### The problem
Copy the following data line for line, leaving every character unchanged.

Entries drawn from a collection
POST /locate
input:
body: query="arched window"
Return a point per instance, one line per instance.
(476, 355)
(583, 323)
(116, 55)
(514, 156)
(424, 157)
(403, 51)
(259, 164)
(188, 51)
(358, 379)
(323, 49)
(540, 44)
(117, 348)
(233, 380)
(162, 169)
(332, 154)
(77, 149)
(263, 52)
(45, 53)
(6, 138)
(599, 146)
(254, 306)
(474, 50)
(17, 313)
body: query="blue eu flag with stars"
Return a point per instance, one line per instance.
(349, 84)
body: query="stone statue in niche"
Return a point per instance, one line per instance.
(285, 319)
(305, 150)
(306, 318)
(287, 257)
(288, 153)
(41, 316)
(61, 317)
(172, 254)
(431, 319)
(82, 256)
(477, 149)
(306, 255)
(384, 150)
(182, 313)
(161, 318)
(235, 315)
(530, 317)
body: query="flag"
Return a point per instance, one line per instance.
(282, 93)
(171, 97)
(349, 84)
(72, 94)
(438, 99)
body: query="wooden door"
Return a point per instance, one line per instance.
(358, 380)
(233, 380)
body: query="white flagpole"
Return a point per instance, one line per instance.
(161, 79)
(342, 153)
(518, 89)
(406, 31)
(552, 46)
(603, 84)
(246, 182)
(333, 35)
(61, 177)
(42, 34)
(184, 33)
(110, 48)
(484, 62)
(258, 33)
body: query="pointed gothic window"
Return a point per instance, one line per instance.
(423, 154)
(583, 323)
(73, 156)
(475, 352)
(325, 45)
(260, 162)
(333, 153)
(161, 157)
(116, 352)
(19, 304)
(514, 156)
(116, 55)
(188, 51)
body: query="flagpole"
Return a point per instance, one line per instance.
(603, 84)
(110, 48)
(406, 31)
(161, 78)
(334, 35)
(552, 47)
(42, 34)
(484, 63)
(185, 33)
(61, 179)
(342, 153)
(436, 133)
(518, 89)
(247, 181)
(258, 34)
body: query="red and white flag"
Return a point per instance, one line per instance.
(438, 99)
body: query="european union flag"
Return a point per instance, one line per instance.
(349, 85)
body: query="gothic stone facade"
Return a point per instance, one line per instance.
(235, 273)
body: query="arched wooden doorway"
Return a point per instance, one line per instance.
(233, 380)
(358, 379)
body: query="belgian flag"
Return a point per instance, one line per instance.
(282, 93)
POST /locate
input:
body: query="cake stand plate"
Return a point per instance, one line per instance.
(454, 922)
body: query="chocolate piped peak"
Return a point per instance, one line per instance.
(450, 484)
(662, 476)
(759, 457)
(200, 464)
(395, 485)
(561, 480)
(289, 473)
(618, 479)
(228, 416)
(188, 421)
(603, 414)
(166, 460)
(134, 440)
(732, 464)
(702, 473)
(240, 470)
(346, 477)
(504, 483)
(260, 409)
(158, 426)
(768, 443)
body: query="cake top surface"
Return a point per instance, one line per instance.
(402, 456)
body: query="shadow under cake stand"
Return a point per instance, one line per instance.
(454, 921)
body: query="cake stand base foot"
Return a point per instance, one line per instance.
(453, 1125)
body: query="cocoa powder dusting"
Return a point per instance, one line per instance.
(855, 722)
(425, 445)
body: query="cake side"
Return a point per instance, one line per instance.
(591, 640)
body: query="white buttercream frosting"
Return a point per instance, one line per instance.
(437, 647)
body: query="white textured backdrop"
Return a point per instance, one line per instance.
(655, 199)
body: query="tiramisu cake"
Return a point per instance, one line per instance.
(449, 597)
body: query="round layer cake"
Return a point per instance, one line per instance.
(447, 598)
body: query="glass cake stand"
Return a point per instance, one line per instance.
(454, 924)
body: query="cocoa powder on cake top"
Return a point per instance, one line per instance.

### Finished exercise
POST /locate
input:
body: query="arched window"
Return a point per instance, one line per instance.
(476, 355)
(583, 323)
(116, 55)
(514, 156)
(424, 157)
(403, 51)
(259, 164)
(188, 51)
(358, 379)
(323, 49)
(540, 44)
(117, 348)
(233, 380)
(162, 169)
(332, 154)
(77, 149)
(263, 52)
(45, 53)
(6, 138)
(599, 146)
(254, 306)
(474, 50)
(17, 313)
body: query="blue eu flag with stars"
Return a point per instance, one line per instance.
(349, 84)
body: query="stone statue in niche"
Return a point per instance, one line per instance.
(285, 319)
(305, 150)
(306, 318)
(287, 257)
(288, 153)
(41, 316)
(61, 317)
(172, 254)
(431, 319)
(82, 256)
(477, 149)
(306, 255)
(384, 150)
(182, 313)
(161, 318)
(235, 315)
(530, 317)
body: query="flag"
Return a point per instance, one line per instance.
(282, 93)
(171, 97)
(349, 84)
(72, 94)
(438, 99)
body: query="wooden door"
Return a point per instance, one line per instance.
(358, 380)
(233, 380)
body: query="white flagpole"
Return a point per instance, one line per instance.
(161, 79)
(342, 153)
(518, 89)
(406, 31)
(552, 46)
(603, 84)
(246, 182)
(333, 35)
(61, 177)
(42, 34)
(184, 33)
(110, 48)
(484, 62)
(258, 33)
body: query="pointed gothic window"
Return a point per instance, one line per instance.
(423, 154)
(583, 323)
(73, 156)
(475, 352)
(325, 45)
(260, 162)
(333, 153)
(161, 157)
(116, 352)
(19, 304)
(514, 156)
(116, 55)
(188, 51)
body: query="flagpole"
Return a point per instance, one line per instance.
(603, 84)
(110, 48)
(406, 31)
(161, 78)
(334, 35)
(552, 47)
(42, 34)
(484, 63)
(185, 33)
(61, 179)
(342, 153)
(436, 133)
(518, 89)
(247, 181)
(258, 34)
body: query="red and white flag"
Return a point per instance, one line per instance.
(438, 99)
body: query="european union flag"
Return a point per instance, one line per instance.
(349, 85)
body: query="gothic stone facade"
Return a point per instance, one line per instance.
(235, 273)
body: query="arched wooden doorway"
Return a point per instance, one line per instance.
(233, 380)
(358, 379)
body: query="belgian flag"
Return a point per instance, one line per instance.
(282, 93)
POST /locate
input:
body: query="cake stand plate"
Return a point per instance, one line per instance.
(454, 922)
body: query="chocolate piped peak"
Return a point per instance, one line per instance.
(450, 484)
(662, 476)
(759, 457)
(200, 464)
(395, 485)
(561, 480)
(289, 473)
(618, 479)
(228, 416)
(188, 421)
(603, 414)
(166, 460)
(134, 440)
(732, 464)
(702, 473)
(240, 470)
(346, 477)
(504, 483)
(260, 409)
(158, 426)
(768, 443)
body: query="cake top surface"
Return a point per instance, one line per instance.
(402, 456)
body: query="shadow under cake stand"
Return a point per instance, one line per instance.
(454, 921)
body: query="cake stand base foot"
Return a point per instance, one line per instance.
(453, 1125)
body: query="cocoa powder dusting"
Return a point per instance, one line per instance.
(855, 722)
(425, 445)
body: query="cake side"
Return a point per instance, one line per instance.
(591, 640)
body: query="white buttercream frosting"
Return a point per instance, one line per instance.
(437, 647)
body: query="white textured backdrop"
Return a point per instance, one line per instance.
(655, 199)
body: query="tiramisu cake"
Return a point per instance, one line per instance.
(449, 597)
body: query="round layer cake"
Return a point per instance, one line per instance.
(447, 598)
body: query="glass cake stand"
Return a point per instance, one line per instance.
(454, 924)
body: query="cocoa powder on cake top"
Return a point per instance, one line per instance.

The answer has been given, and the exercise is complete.